• [作業内容]:
1/ 次の(a)〜(c)が提示文の内容と合っているかを、それぞれ「はい」か「いいえ」で答え、判断の根拠となる提示文の語句をそのまま引用してください。(a) 上杉さんの前職は、女性の管理職が多い組織だった。(b) 他チームのメンバーと組んでメンタリングを行うメンター制度が設けられている。(c) 経理部門では出向や異動の機会が少ない。
2/ 提示文によると、リモートワーク環境下ではどのような課題がありますか。

• [提示文]:
/---

特に経理部門だと出向や異動の機会も多いため、いろいろなキャリアを歩んできた人たちの話から、あらためて自身のキャリアパスを見つめ直し、考えるキッカケをつくろうと始まりました。
他にも、リモートワーク環境下で横のつながりが薄まりやすいといった課題もあり、他チームのメンバーと組んでメンタリングを行うといったメンター制度を設けたりと、都度いまの状況に求められることは何かを考えながら、多様性のある組織づくり、また多様性を強みに変えていくための取り組みを行っています。
―― 上杉さんは多様性という観点で、キリンに入社して驚いたことなどはありますか?
上杉:前職では女性の管理職の方は多くない組織であったため、キリンでは女性の管理職の方も多くいらっしゃるというのは、驚きでした。
また、子育てや介護をしながら働かれている方も多いですし、様々なバックグラウンドを持ったキャリア入社の方も多く、本当に多様性ある組織だと日々感じています。

\---

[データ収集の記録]
/---

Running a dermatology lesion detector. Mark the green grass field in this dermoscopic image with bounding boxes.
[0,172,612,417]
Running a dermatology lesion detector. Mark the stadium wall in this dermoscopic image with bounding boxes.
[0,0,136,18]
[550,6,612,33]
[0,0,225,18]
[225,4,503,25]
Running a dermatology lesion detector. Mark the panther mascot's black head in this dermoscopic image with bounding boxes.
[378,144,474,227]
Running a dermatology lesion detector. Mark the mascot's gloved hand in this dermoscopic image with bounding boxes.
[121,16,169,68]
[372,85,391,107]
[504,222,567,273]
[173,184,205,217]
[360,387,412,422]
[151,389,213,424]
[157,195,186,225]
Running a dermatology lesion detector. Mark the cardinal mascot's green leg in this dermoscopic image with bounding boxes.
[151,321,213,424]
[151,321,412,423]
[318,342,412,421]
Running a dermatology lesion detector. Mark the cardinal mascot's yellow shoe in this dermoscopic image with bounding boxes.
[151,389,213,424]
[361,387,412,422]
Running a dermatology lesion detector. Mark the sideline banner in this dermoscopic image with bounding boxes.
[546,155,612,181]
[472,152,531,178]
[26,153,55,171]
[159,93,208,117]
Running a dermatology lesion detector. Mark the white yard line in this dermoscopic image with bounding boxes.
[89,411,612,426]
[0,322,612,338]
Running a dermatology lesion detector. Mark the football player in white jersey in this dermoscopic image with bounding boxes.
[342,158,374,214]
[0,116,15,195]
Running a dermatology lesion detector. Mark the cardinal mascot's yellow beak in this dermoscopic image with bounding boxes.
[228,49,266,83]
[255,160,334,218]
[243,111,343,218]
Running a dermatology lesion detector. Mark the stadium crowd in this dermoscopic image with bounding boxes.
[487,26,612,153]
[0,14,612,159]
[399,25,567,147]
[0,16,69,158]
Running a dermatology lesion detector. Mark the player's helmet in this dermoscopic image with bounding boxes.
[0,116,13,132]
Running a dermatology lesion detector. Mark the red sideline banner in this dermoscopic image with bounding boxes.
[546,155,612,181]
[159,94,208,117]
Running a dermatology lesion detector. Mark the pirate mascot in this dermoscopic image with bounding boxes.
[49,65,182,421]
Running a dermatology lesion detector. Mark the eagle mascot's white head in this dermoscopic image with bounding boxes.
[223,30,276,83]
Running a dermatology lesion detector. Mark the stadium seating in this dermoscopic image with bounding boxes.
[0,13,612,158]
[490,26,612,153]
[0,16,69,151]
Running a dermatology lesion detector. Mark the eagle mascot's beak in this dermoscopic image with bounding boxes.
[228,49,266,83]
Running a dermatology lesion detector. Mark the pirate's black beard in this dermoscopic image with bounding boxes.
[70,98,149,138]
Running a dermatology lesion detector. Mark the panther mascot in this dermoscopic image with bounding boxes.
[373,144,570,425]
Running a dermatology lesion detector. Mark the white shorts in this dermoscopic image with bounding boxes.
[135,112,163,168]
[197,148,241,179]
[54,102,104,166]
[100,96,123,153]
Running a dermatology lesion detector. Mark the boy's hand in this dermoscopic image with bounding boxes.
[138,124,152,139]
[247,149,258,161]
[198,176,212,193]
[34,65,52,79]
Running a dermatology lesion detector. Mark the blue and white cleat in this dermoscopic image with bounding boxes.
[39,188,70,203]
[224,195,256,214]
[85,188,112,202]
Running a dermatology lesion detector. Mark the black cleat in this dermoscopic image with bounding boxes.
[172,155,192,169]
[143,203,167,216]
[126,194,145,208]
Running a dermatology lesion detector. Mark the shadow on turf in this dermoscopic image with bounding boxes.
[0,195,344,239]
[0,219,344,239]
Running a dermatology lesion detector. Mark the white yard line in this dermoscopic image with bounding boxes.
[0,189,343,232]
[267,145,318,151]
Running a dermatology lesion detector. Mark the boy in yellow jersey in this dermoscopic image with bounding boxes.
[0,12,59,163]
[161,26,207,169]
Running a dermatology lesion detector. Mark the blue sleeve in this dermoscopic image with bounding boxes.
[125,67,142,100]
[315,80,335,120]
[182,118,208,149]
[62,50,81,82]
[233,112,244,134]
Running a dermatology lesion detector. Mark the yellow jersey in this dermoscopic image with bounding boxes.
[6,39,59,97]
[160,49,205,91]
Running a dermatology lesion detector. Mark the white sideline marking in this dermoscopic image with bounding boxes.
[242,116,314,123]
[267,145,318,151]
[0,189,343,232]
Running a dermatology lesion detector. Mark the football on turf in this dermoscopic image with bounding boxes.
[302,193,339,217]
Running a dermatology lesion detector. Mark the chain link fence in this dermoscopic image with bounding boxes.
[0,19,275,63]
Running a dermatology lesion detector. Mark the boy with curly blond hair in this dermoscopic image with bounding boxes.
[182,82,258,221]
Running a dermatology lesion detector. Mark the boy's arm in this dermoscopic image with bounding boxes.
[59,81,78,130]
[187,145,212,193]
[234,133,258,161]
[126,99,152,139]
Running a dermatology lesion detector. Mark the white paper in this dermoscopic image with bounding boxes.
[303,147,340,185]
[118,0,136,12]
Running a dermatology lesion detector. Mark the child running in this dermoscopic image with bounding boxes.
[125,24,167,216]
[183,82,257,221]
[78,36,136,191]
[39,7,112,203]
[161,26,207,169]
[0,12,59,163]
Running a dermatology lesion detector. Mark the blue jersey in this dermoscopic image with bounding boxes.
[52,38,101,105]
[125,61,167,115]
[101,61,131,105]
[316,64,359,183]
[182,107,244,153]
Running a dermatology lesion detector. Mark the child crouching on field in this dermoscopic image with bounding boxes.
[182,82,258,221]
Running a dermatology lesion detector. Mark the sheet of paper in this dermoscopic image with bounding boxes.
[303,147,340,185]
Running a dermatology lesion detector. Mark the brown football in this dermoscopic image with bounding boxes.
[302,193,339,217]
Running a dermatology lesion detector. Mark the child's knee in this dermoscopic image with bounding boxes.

\---

• [各作業の解答]:
1/
(a) いいえ。「前職では女性の管理職の方は多くない組織であった」
(b) はい。「他チームのメンバーと組んでメンタリングを行うといったメンター制度を設けたり」
(c) いいえ。「特に経理部門だと出向や異動の機会も多いため」

2/ 横のつながりが薄まりやすいという課題です。